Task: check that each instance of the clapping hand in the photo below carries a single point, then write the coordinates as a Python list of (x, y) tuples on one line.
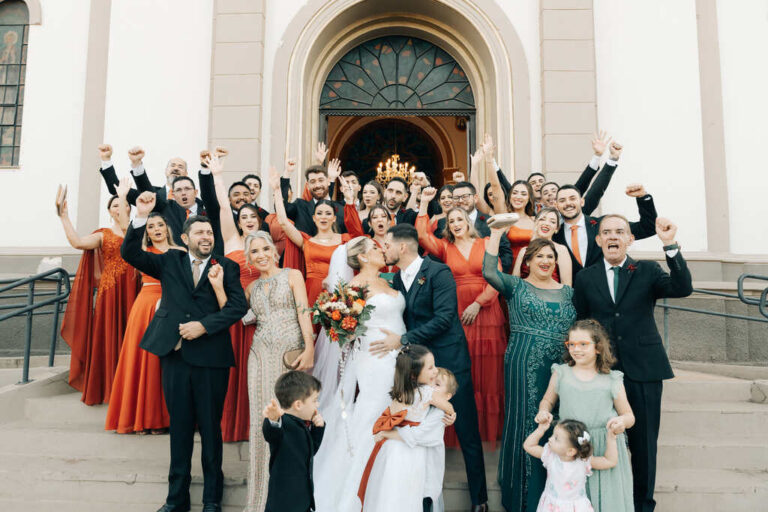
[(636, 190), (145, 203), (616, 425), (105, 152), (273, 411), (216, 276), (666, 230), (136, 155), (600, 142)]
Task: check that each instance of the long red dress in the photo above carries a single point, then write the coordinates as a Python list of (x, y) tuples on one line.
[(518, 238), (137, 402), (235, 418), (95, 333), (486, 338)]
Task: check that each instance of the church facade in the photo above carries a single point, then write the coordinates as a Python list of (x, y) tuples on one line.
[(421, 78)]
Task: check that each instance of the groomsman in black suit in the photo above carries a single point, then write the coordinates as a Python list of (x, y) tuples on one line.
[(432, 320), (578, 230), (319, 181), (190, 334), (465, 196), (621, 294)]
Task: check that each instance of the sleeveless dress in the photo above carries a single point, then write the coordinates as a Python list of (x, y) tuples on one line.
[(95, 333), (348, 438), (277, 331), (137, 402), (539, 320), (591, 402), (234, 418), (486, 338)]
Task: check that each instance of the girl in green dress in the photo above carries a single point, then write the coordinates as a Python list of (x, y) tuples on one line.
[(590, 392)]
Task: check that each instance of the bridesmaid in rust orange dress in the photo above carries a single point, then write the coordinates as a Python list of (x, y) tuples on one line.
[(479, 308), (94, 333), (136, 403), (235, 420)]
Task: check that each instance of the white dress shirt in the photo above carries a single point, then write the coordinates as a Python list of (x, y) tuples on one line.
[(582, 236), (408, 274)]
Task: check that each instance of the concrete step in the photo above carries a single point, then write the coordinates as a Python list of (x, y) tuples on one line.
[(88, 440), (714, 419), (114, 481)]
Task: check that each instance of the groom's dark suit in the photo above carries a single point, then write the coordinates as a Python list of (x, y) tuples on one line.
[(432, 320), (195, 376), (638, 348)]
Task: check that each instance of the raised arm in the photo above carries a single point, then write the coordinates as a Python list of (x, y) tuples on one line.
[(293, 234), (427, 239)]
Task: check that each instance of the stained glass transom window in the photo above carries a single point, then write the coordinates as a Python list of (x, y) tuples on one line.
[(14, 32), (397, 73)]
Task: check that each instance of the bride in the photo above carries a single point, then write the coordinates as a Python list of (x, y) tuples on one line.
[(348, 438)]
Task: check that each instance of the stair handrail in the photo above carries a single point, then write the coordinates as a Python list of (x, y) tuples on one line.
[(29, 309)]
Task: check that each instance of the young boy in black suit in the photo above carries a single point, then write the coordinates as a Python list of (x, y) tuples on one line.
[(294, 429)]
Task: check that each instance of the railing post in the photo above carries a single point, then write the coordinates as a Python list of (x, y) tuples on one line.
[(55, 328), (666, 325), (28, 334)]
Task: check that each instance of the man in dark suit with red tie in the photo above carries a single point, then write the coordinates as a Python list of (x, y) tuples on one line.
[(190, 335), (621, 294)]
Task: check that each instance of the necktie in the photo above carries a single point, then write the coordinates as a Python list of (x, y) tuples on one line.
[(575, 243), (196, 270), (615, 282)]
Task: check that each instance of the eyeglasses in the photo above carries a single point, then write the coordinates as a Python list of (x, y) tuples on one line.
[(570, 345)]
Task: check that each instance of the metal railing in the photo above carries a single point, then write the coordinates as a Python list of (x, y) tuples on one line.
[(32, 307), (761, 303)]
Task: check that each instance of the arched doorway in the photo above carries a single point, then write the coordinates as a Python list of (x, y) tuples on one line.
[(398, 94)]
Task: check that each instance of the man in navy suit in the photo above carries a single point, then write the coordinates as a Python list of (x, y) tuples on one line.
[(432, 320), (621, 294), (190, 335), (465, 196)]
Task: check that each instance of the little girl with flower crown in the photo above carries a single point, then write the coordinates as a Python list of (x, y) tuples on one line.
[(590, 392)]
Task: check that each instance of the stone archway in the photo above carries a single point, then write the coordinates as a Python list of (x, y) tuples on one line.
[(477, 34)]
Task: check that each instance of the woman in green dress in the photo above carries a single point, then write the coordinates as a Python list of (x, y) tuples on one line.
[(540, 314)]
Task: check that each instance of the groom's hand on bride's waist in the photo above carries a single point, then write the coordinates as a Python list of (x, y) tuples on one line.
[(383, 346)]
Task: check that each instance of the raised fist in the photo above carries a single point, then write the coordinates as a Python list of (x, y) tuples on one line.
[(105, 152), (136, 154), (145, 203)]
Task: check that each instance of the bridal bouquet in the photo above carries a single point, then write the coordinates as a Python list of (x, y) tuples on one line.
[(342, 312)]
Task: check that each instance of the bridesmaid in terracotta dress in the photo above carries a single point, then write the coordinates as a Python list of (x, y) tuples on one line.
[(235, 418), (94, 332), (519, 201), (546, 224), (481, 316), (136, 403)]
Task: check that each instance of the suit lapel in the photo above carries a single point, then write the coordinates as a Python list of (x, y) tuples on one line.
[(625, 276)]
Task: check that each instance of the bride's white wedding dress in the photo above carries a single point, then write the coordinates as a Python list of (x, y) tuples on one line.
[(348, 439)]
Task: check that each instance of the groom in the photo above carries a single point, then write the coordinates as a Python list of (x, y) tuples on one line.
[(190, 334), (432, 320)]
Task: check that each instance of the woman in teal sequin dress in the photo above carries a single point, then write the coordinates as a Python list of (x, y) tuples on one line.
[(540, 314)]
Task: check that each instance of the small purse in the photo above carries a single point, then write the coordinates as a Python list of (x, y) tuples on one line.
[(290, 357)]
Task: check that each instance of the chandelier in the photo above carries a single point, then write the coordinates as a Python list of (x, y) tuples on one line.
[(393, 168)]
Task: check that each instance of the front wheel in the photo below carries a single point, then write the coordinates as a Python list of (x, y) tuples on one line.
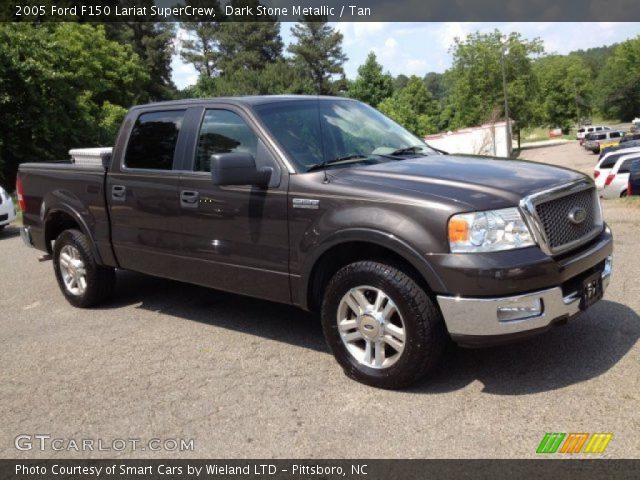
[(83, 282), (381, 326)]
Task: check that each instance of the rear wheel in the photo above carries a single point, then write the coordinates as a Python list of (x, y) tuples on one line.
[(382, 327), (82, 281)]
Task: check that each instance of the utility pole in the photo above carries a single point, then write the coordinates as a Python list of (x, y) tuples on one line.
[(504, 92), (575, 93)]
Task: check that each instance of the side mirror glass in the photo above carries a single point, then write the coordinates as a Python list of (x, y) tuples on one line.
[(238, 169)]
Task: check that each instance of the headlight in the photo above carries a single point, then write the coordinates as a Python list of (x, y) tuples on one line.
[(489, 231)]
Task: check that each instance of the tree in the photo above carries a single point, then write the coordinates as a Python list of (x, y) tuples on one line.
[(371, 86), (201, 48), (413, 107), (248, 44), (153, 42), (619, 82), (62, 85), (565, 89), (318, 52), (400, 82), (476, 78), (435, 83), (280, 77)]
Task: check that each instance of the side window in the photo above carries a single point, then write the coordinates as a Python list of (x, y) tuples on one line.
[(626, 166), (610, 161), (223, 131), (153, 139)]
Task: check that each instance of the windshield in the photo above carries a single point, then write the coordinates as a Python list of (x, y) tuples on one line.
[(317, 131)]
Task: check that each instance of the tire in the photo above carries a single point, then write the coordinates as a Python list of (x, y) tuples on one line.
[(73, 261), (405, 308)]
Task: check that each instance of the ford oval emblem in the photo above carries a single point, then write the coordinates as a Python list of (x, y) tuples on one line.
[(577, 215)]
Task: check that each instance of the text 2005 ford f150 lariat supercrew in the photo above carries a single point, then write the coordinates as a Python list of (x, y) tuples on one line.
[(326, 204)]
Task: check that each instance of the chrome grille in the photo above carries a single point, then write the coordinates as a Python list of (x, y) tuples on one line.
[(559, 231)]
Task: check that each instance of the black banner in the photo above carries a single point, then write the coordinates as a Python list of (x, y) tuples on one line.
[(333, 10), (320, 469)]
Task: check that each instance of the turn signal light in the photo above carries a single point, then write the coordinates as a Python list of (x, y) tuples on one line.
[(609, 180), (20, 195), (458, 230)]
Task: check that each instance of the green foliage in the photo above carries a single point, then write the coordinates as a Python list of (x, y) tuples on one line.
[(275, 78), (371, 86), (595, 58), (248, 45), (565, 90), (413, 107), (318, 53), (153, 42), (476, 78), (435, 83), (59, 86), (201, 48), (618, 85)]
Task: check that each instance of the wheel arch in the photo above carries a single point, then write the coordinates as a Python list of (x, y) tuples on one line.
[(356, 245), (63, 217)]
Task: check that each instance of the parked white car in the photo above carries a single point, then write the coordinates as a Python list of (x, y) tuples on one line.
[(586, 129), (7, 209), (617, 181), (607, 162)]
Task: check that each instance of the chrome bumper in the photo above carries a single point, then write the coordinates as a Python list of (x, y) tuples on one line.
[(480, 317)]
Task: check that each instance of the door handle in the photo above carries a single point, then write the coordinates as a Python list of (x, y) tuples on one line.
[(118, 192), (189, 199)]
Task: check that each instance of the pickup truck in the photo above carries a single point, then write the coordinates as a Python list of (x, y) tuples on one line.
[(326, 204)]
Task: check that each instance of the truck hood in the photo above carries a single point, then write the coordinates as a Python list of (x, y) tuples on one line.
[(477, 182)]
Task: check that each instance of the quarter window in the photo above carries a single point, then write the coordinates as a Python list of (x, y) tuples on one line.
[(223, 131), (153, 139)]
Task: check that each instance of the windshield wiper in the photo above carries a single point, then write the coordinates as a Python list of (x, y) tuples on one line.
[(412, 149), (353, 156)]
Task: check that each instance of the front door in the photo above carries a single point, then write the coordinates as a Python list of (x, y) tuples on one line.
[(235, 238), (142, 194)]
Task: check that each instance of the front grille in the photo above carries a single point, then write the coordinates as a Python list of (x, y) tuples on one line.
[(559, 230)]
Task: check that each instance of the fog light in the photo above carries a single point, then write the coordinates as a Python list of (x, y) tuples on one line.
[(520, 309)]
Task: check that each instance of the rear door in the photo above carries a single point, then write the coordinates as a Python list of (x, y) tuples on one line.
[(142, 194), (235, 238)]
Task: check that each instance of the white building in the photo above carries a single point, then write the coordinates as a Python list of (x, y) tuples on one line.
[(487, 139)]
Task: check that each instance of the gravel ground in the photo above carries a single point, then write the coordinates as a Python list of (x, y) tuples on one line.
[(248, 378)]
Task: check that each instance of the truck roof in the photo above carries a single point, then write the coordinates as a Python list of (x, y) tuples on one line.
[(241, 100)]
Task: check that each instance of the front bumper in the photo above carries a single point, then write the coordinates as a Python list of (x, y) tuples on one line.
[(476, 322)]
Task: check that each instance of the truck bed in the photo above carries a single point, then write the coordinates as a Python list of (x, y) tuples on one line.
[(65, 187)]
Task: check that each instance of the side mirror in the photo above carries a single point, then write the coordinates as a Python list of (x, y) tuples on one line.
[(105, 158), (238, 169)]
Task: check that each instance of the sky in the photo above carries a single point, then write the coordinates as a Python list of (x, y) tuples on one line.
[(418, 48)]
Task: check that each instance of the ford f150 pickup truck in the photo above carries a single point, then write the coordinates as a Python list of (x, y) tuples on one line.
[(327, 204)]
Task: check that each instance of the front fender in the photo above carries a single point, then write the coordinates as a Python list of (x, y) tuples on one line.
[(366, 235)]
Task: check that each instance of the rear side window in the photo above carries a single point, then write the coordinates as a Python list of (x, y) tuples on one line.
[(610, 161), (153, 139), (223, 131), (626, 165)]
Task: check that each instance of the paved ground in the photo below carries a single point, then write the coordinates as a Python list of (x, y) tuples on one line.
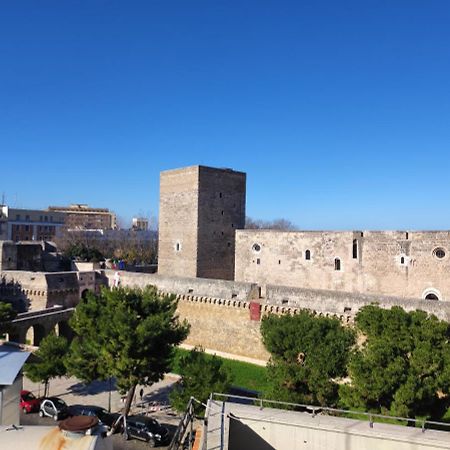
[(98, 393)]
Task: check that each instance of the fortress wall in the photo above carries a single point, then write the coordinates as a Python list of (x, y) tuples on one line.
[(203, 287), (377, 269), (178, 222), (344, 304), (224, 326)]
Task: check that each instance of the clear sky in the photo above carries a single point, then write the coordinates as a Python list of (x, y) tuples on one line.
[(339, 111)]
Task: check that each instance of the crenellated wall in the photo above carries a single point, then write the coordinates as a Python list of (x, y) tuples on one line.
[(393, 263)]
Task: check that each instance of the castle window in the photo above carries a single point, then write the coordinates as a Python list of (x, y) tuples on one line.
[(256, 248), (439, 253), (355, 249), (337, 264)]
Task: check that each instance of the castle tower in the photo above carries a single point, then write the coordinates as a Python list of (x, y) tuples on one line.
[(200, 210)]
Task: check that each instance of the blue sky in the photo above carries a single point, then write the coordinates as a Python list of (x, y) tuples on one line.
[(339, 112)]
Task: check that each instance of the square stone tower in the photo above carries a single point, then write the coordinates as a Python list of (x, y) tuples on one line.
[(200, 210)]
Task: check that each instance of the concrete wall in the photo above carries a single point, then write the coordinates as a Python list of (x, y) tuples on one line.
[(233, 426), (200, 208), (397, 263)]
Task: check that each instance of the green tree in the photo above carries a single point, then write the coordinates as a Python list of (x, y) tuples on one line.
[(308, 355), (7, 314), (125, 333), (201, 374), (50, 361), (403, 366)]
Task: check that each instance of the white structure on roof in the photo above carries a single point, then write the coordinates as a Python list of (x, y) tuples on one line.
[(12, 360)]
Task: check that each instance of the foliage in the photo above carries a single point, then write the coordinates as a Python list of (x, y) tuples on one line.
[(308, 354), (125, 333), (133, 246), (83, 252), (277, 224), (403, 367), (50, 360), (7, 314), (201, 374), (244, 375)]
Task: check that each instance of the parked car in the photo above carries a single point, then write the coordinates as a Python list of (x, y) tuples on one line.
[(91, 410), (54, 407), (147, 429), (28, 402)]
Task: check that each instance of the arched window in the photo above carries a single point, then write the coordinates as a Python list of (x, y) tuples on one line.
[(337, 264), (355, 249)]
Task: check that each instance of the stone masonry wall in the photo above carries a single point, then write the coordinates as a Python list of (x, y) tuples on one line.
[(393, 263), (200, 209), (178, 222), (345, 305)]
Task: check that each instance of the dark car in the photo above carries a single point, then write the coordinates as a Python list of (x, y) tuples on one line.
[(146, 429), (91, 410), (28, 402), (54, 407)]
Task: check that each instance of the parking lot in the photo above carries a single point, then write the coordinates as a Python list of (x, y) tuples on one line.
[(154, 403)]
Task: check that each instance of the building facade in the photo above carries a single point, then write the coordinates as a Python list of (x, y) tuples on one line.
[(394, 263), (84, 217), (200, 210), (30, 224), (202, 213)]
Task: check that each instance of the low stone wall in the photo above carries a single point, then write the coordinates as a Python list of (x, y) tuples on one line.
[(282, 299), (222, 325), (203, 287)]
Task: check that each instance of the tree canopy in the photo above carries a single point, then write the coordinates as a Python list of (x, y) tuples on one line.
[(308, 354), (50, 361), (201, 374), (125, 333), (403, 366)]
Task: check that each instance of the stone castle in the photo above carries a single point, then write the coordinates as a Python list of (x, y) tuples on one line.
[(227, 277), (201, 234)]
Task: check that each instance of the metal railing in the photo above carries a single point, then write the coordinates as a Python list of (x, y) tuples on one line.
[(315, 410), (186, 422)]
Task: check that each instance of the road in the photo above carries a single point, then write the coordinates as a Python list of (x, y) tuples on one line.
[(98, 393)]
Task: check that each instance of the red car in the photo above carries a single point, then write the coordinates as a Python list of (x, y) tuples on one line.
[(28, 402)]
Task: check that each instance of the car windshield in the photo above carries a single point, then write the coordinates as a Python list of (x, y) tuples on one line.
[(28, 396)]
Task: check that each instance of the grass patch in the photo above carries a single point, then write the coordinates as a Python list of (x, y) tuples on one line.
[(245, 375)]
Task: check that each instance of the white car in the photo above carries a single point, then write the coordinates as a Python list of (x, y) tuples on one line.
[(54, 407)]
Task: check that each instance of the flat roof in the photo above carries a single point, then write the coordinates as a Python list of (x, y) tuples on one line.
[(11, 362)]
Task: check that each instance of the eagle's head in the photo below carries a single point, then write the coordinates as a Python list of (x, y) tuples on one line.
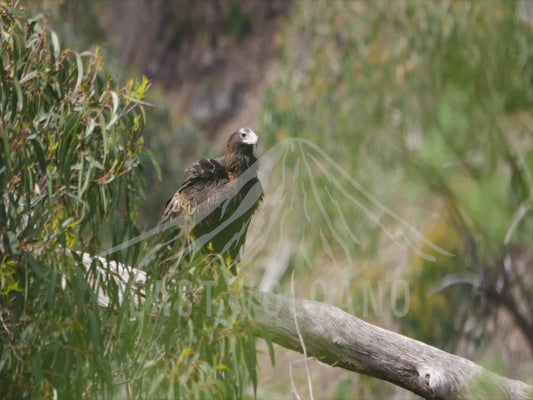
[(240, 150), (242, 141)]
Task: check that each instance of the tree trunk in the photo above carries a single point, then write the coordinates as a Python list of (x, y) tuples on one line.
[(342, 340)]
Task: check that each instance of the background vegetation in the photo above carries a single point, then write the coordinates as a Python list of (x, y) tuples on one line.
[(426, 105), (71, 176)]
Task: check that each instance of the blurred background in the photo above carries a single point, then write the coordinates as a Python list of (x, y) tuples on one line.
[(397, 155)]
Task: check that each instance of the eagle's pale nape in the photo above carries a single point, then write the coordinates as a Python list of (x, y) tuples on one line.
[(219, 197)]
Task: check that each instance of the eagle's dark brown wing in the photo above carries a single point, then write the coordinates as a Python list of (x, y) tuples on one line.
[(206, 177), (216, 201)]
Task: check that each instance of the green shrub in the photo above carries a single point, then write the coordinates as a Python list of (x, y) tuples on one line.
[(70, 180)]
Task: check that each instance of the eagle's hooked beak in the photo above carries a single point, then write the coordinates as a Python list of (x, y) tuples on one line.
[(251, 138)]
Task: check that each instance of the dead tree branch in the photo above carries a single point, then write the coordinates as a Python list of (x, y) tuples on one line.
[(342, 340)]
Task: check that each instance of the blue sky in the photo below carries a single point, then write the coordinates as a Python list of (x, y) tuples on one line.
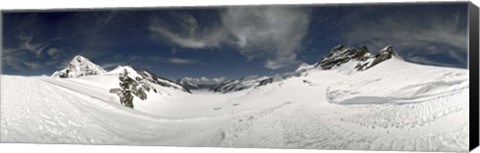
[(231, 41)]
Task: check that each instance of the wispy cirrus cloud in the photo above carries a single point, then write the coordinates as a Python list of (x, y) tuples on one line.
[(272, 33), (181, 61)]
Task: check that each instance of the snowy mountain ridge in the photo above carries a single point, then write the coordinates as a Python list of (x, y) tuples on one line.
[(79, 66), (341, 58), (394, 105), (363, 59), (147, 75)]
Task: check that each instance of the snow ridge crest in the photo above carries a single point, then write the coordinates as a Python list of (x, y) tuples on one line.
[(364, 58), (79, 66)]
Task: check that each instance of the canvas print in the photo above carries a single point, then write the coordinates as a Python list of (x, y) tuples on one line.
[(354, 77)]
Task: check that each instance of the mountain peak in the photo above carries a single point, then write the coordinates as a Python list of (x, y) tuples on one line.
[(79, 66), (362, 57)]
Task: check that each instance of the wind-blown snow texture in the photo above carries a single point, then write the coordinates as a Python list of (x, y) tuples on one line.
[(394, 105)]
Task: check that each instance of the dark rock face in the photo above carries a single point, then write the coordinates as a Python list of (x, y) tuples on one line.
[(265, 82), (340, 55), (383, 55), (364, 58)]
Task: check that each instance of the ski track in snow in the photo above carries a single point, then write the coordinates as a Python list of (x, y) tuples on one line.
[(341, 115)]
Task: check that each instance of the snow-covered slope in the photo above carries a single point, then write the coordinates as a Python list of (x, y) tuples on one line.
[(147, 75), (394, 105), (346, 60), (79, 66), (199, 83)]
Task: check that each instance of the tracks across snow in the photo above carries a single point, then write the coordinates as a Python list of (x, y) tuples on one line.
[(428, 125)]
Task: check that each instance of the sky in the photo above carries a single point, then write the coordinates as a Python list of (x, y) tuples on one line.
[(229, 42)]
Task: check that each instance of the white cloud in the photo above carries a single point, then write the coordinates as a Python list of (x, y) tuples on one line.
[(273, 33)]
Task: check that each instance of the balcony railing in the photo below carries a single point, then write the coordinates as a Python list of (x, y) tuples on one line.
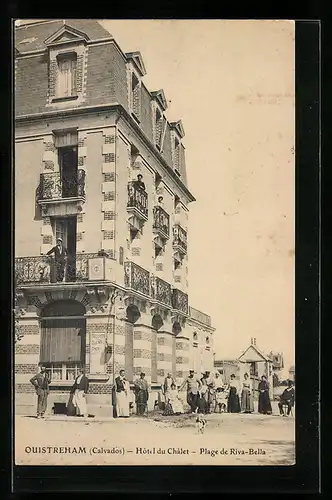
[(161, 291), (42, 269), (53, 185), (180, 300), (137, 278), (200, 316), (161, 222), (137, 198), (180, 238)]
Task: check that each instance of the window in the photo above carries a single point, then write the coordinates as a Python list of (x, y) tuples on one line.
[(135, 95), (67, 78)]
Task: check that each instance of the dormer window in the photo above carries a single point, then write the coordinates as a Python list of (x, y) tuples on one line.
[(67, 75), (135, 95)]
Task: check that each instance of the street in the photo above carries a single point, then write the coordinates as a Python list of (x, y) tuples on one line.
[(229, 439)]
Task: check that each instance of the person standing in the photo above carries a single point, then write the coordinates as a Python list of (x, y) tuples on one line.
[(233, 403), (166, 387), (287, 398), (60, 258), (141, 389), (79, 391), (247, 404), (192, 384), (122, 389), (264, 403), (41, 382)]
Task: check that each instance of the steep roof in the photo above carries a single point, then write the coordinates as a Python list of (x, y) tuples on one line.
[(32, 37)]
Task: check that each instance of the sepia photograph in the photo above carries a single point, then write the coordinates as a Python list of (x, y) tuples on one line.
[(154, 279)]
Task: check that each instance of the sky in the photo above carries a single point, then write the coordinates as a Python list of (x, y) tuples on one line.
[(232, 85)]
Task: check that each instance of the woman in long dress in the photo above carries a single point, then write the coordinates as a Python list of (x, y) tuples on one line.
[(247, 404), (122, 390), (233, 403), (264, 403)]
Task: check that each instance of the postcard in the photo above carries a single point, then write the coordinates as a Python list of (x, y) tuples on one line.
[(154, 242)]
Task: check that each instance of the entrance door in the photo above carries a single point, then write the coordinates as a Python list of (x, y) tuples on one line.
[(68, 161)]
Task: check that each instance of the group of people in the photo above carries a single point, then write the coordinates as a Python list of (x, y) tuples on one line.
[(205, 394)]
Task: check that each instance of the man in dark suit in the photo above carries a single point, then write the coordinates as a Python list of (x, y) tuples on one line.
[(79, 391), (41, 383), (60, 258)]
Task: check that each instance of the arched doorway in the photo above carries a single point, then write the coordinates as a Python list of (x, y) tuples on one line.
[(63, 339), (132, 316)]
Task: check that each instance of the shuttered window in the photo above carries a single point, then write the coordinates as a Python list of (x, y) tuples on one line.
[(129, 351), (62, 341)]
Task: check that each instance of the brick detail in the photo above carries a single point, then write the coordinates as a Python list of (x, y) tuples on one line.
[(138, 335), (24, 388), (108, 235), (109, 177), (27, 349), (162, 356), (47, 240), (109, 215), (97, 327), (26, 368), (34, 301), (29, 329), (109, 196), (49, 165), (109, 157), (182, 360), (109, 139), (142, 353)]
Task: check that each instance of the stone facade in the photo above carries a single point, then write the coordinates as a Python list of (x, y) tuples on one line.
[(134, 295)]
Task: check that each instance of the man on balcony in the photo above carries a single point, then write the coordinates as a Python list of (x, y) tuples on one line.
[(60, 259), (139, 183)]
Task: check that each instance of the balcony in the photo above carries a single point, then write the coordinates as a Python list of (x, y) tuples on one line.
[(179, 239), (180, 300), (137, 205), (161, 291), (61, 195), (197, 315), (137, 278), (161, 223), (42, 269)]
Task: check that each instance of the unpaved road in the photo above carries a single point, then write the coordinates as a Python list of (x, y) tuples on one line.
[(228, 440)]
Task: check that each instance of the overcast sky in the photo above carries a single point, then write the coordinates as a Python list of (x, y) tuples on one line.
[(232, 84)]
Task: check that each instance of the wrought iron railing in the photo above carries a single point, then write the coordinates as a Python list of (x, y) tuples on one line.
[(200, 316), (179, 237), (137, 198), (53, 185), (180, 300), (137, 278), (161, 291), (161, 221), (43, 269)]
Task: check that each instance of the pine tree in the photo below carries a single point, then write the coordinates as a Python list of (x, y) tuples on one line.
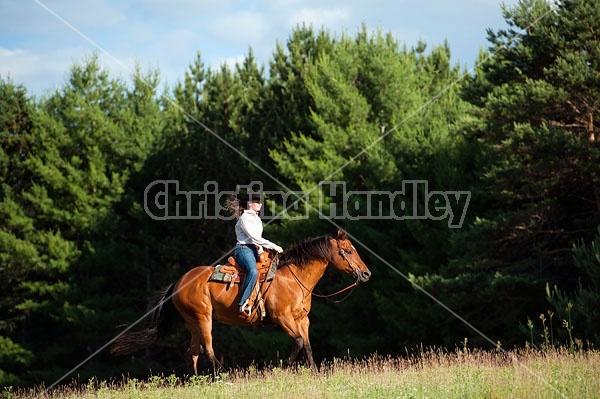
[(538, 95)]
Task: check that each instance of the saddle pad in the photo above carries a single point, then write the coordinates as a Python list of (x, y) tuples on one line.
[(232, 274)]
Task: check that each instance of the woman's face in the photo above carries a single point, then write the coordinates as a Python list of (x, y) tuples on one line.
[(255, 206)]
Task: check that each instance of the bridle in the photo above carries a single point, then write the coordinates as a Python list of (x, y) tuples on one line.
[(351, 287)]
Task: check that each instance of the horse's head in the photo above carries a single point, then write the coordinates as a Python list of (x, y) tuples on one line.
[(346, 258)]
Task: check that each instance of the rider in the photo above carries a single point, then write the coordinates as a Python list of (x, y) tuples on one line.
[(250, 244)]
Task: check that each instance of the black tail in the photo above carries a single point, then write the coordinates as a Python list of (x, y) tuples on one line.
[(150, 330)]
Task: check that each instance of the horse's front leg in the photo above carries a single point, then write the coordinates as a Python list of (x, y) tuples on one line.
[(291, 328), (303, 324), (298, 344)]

*Exercise prompt*: Take the line that contains "Task: check that each instance of the wrought" as the first and the last line of the records as the end, and please quote those lines exactly, pictures omitted.

*Solution for this problem*:
Task: check that each instance of the wrought iron railing in the photo above carries a single point, then write the coordinates as a Python list of (x, y) tuples on one line.
[(200, 316), (179, 237), (137, 198), (53, 185), (180, 300), (137, 278), (161, 291), (161, 221), (43, 269)]
Task: check that each instance of the pine tree in the photo below carries a single point, then write the coordinates as a Python list of (x, y) tuples on one line.
[(538, 95)]
Task: check that each instance of the saddle pad in the photo above carries a single point, then write the coordinates as a Python list of (x, y) tuples on one line.
[(232, 274)]
Task: check that each instance of the woman's face in the photo above carries a single point, then write the coordinates as a Python list of (x, y) tuples on one line.
[(255, 206)]
Task: check that each instance of the bridle in the photo above carries a single point, then write the coordinates as a Python list of (x, y) tuples on one line.
[(351, 287)]
Task: check that each instance of the horse's head in the photo above carries a single point, then write the coordinates as a Python list of (x, y) tuples on one line.
[(346, 258)]
Task: check that each instance of the rider in the photo above carries a single point, then write the coordinates as a Python list of (x, y) tuples on one line.
[(250, 244)]
Task: check that each instance of the black tail in the photo above carries a single point, then write the coordinates as a Python list of (x, y) tuples on one line.
[(150, 330)]
Task: check that each instance of the horse's front leg in the photo above carries a single point, then write the coordinates as a Python list of (x, y) tuples on one line.
[(291, 328), (303, 324), (298, 344)]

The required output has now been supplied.